> **Exercise data**
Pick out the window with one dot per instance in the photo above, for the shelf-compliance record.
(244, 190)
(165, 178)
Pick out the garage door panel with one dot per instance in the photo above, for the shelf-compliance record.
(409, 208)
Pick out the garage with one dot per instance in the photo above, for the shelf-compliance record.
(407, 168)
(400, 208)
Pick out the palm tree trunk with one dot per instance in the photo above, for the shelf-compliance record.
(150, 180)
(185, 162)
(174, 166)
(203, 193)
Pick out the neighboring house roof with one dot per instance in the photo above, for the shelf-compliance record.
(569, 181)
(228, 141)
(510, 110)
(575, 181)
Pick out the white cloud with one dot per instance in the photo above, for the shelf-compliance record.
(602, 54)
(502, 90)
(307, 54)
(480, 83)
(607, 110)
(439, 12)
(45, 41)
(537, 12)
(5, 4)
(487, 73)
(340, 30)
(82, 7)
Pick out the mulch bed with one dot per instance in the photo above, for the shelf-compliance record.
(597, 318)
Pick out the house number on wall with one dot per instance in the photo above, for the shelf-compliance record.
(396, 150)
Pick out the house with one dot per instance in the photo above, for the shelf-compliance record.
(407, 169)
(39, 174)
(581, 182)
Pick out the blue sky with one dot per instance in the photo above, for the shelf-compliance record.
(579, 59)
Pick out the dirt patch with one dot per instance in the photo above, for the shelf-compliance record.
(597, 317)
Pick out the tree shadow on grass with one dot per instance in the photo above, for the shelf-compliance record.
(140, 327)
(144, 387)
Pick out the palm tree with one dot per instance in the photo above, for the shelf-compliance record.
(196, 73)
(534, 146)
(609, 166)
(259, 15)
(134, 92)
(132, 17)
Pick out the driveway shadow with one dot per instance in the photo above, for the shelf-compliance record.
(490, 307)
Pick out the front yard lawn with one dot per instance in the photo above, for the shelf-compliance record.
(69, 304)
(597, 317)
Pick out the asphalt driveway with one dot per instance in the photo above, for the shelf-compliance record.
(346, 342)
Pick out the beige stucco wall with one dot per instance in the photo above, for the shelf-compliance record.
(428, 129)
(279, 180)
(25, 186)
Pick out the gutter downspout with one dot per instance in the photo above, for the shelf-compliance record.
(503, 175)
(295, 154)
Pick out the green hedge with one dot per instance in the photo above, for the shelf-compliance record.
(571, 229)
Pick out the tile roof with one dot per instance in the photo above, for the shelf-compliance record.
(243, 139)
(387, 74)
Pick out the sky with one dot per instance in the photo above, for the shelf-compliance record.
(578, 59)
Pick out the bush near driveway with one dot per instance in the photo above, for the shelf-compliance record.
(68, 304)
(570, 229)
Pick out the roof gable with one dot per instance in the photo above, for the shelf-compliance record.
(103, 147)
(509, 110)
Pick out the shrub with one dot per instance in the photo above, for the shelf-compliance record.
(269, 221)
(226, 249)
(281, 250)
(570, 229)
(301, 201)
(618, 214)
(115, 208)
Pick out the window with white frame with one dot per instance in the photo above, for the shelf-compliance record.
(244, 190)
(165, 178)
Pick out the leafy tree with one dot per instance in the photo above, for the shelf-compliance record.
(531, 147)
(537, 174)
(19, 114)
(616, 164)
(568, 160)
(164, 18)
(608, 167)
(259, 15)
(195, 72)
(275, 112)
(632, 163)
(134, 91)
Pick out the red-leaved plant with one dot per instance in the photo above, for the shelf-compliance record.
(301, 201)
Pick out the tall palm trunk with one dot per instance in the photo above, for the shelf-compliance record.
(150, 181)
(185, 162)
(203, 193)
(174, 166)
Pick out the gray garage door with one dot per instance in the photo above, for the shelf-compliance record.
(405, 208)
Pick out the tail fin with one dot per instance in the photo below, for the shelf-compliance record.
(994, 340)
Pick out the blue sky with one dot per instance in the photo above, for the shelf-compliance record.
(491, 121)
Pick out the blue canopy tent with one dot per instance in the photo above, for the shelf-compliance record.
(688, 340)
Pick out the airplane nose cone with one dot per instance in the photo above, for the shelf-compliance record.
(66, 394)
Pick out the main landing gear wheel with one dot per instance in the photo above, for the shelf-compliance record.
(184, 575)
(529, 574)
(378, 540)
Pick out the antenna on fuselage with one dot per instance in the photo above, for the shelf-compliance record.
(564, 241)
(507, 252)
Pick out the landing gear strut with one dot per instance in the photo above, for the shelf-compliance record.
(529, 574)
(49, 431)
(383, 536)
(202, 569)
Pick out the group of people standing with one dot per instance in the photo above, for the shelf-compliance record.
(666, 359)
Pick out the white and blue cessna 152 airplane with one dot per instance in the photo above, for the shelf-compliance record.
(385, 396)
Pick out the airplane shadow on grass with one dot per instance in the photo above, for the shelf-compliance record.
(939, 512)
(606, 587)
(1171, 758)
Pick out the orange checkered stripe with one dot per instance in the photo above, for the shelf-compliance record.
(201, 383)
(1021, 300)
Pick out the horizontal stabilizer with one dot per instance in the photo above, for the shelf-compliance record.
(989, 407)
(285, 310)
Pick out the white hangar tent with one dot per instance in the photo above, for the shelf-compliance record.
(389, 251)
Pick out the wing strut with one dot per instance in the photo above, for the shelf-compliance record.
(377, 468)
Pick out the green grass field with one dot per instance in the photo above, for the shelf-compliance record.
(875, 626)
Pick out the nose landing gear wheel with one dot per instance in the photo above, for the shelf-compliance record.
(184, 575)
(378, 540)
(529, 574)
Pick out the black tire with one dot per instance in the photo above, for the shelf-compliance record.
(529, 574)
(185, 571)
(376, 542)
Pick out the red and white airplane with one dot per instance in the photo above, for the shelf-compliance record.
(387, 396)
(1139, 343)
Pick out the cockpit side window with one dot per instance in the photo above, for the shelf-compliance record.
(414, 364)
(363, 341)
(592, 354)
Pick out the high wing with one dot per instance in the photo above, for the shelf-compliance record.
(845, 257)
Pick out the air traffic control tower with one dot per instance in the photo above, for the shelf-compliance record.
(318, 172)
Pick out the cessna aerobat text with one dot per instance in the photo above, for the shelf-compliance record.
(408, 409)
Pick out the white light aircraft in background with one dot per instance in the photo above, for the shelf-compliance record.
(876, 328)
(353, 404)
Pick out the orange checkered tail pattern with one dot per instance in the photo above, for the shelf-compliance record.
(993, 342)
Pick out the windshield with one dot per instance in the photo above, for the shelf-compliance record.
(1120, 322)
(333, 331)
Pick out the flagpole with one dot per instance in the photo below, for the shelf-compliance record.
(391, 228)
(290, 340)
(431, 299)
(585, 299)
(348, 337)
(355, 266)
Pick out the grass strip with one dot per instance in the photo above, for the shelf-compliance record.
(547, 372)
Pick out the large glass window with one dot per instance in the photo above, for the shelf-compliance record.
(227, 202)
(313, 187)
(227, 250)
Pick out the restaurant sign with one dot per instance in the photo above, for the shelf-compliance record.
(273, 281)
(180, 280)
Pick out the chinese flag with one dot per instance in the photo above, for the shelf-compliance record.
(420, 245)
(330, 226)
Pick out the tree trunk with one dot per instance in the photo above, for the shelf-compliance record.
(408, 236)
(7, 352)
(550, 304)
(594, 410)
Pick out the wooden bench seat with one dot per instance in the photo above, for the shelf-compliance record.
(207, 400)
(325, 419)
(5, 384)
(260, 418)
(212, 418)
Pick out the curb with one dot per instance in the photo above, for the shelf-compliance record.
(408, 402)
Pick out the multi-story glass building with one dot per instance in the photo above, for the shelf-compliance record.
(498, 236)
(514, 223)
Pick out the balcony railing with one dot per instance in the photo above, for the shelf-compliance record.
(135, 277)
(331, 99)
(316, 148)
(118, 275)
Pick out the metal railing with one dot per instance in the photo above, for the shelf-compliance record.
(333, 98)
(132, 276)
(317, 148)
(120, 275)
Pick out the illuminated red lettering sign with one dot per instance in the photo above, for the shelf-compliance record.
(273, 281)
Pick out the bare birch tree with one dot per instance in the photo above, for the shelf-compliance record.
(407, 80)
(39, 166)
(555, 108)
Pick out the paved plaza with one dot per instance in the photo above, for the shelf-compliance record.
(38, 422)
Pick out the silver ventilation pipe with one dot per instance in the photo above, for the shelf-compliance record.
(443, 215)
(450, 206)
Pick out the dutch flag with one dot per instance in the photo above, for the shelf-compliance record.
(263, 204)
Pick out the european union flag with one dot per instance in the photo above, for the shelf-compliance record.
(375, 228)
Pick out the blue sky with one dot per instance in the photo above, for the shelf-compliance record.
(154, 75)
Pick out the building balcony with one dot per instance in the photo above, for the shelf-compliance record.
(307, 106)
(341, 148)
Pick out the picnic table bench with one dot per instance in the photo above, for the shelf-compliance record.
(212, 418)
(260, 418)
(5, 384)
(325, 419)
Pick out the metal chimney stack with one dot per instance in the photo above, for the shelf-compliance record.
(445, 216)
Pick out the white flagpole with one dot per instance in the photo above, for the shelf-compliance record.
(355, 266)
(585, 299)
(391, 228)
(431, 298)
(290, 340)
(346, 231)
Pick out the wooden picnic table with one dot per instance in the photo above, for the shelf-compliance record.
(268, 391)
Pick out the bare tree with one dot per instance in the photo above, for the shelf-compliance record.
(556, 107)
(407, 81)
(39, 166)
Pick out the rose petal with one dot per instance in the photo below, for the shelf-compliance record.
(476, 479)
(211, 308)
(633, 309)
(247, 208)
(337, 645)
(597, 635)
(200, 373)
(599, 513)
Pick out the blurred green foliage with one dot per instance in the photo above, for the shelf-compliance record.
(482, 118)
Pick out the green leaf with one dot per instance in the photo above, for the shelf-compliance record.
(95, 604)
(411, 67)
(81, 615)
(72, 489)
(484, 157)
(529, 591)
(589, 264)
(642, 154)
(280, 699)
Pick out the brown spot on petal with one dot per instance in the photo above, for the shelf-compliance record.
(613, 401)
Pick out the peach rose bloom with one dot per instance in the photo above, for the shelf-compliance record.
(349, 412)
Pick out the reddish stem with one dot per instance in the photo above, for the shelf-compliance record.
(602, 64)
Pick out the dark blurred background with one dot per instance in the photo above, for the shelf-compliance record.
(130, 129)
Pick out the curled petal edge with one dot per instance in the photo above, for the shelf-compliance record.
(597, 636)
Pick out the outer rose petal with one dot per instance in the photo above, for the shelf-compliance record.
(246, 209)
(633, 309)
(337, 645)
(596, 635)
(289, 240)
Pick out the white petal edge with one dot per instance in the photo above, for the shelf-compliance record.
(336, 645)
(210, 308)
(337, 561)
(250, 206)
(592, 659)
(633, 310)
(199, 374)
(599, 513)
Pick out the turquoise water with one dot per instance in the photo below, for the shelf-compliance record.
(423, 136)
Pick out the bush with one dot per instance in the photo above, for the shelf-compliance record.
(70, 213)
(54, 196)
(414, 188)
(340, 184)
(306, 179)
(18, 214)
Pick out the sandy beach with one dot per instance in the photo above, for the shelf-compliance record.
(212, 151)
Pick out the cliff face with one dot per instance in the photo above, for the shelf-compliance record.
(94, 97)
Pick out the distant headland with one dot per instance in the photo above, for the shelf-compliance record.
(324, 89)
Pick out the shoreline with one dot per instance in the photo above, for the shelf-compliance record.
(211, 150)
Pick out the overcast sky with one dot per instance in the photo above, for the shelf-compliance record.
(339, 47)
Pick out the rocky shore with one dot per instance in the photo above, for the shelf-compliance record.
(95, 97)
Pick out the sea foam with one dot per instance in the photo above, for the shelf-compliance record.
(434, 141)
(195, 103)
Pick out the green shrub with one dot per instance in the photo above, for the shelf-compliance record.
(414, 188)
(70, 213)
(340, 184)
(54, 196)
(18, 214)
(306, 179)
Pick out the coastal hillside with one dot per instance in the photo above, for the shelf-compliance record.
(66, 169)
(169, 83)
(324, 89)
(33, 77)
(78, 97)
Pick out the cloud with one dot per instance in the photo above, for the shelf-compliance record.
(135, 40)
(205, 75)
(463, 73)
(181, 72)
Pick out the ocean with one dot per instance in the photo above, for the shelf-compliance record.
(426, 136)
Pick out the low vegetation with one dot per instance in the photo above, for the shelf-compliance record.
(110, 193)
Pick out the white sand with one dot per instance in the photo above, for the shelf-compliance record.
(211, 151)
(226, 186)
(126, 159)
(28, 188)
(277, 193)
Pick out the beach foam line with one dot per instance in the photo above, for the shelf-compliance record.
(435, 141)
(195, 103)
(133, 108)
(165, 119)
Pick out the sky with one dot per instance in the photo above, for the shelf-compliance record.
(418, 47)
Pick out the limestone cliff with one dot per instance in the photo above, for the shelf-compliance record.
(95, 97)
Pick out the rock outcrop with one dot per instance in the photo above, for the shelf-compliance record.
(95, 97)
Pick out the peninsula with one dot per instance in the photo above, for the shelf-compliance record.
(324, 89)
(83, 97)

> **What the task requires**
Please quote these records word for word, starting with the line containing "Pick out the red-leaved" and going on through the line containing "(1021, 300)", both lines included.

> **Exercise result**
Pick out the red-leaved plant with one dot per instance in the photo above, for the shelf-compliance record.
(301, 201)
Pick out the tall palm trunk with one dot per instance in the photo above, for the shelf-compliance record.
(150, 181)
(185, 162)
(203, 193)
(174, 166)
Pick out the gray garage door with one dot per instance in the photo above, for the shelf-compliance record.
(405, 208)
Pick out the tail fin with one dot per instance in the photo below, for the shelf-compliance record.
(994, 340)
Pick out the blue sky with one dot per instance in the photo above, for the shelf-compliance record.
(491, 121)
Pick out the blue canopy tent with one dot per instance in the photo above, for the shelf-compliance record.
(688, 340)
Pick out the airplane nose cone with one dot per instance in the photo above, for the shelf-compliance record.
(66, 394)
Pick out the main landing gear wheel with one dot per instance in the photo above, for the shelf-compliance record.
(184, 575)
(529, 574)
(378, 540)
Pick out the antenna on fuselage with one dot per instance in the photo above, for the shelf-compliance record.
(564, 241)
(507, 252)
Pick out the landing gear strut with one dot per instance in the photo above, for the shelf-compliance record.
(529, 574)
(49, 431)
(383, 536)
(202, 569)
Pick out the group of people standing with one dot per instance in the photo above, for the shelf-compliance record.
(666, 359)
Pick out the white and blue cessna 152 airplane with one dot per instance in the photo above, for the shelf-compliance record.
(385, 396)
Pick out the airplane shadow on grass with one dot per instance in the photo above, for the shelf-compliance record.
(939, 512)
(606, 587)
(1171, 758)
Pick out the orange checkered stripe with one dot per instance in the photo above, for the shelf-compliance record.
(201, 383)
(1021, 300)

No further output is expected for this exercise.